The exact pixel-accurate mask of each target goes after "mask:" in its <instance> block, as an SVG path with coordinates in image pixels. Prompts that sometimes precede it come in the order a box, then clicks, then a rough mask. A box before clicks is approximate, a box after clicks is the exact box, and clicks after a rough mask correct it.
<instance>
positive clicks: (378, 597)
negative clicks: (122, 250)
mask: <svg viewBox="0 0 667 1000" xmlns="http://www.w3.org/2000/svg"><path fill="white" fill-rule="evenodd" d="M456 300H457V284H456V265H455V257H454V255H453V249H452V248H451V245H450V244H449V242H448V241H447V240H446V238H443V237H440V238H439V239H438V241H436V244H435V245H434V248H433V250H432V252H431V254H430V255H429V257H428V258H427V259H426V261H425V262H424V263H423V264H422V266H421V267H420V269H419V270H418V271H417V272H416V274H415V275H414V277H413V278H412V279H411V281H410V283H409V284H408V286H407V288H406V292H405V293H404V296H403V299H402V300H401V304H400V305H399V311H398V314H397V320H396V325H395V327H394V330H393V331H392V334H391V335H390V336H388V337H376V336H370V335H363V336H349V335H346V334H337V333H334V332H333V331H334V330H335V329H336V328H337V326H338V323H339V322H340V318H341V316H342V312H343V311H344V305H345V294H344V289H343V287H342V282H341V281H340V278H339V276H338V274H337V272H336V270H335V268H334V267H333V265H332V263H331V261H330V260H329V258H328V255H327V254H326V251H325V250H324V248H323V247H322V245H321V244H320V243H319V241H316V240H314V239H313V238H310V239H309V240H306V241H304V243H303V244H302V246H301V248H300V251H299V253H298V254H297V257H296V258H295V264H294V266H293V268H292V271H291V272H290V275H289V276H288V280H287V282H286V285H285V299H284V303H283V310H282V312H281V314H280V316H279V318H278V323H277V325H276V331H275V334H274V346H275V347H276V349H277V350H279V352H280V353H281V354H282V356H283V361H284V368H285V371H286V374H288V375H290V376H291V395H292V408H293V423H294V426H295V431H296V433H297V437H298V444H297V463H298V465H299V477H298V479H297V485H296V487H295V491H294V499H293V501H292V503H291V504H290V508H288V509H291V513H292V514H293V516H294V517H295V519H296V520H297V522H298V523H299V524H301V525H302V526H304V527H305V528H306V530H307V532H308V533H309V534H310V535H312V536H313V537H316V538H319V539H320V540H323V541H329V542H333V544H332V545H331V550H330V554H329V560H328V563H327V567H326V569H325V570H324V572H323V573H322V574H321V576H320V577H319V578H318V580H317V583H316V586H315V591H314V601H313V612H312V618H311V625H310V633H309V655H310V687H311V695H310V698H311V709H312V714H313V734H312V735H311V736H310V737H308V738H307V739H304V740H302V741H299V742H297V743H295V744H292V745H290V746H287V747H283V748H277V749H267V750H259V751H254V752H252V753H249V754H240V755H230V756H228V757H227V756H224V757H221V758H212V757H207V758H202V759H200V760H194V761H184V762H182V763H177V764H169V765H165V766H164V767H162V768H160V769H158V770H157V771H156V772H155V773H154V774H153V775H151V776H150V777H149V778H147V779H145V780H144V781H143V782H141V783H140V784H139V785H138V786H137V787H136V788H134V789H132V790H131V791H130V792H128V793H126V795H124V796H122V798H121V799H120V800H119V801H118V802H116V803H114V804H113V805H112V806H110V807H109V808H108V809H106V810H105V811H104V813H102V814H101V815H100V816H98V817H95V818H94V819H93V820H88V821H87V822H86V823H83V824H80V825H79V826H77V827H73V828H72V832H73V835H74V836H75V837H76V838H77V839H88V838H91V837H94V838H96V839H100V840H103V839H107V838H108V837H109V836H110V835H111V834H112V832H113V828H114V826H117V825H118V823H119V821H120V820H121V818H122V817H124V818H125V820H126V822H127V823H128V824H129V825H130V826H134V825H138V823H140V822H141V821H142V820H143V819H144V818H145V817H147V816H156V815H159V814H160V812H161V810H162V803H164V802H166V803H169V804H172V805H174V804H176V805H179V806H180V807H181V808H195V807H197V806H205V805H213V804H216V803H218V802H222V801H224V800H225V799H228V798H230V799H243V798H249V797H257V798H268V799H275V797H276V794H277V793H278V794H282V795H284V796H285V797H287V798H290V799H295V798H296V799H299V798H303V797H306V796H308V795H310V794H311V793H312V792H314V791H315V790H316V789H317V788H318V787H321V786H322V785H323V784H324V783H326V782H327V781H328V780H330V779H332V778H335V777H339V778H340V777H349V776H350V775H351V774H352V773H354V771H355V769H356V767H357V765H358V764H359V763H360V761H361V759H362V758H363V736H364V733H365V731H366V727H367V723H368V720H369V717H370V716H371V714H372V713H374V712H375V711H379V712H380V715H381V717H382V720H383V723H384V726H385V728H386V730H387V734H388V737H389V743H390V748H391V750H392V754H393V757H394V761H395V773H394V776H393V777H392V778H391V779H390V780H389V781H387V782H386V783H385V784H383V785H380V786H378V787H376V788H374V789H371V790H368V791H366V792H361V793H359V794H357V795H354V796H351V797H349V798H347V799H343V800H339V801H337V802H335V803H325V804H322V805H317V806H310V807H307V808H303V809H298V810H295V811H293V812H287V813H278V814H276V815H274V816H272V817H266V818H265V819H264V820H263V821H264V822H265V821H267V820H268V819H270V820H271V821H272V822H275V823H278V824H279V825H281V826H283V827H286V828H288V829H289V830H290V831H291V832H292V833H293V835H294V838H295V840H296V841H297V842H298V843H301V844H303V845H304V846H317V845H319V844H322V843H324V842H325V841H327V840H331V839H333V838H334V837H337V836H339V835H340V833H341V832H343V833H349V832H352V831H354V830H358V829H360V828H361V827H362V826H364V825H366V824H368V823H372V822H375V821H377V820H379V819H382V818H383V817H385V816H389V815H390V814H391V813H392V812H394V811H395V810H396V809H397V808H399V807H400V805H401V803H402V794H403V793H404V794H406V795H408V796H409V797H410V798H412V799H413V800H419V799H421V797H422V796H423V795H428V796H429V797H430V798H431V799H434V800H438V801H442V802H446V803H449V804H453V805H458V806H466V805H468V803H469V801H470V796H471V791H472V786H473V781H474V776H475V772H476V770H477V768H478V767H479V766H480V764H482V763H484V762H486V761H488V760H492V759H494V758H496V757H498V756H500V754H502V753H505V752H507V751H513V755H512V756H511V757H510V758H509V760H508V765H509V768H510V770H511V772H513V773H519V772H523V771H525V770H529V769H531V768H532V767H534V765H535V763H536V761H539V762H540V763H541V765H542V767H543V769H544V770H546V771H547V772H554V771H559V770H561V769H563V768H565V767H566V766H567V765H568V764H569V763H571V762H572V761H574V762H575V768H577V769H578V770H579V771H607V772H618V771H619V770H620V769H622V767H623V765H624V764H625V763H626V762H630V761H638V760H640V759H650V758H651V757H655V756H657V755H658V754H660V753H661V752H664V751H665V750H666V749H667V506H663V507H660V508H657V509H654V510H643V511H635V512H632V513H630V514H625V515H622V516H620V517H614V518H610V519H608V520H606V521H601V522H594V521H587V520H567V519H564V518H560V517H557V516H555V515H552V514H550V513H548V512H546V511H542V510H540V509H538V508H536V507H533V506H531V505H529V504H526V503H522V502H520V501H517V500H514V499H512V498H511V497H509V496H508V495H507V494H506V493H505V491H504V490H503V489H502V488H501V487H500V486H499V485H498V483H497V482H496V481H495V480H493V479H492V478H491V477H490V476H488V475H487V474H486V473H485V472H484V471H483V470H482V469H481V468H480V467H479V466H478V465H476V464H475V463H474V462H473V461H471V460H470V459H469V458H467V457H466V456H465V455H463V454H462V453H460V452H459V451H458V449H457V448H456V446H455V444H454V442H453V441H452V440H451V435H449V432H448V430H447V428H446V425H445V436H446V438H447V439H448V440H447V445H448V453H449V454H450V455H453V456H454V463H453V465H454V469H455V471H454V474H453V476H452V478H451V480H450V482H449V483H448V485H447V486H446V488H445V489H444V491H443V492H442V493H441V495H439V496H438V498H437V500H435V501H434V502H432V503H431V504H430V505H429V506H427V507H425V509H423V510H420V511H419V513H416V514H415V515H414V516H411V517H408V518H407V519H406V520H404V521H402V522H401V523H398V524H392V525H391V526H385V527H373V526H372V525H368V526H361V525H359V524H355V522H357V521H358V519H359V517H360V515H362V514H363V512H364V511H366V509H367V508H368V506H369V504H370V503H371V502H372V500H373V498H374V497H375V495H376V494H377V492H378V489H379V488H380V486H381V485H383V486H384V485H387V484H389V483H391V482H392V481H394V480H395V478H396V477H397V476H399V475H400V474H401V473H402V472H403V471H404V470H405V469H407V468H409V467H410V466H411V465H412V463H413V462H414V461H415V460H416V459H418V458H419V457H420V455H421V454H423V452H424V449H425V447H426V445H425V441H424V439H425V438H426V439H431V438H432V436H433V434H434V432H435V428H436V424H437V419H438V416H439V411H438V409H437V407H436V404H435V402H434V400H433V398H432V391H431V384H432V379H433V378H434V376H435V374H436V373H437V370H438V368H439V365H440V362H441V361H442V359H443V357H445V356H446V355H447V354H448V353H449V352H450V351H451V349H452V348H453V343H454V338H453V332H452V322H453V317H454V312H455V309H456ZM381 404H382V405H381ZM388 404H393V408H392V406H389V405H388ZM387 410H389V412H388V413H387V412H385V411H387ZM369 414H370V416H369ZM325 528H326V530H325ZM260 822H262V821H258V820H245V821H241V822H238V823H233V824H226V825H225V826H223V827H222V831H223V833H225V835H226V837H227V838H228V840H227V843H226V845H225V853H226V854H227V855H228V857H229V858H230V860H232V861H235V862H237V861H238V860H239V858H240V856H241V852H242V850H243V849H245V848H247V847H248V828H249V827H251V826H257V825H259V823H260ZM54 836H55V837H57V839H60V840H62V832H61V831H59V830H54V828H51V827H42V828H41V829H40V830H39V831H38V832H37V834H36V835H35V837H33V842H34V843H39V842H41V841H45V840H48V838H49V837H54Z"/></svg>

-- Directions --
Whenever the word "clicks" shows up in a line of the entries, copy that line.

-- Solution to this exercise --
The exact pixel-accurate mask of each target goes after "mask:" in its <instance> block, as an SVG path with coordinates in image pixels. Prompts that sometimes precede it come in the order a box, then clicks, then a rough mask. A box before clicks is approximate, a box after clicks is the exact box, and clicks after a rough mask correct it.
positive clicks: (378, 597)
negative clicks: (122, 250)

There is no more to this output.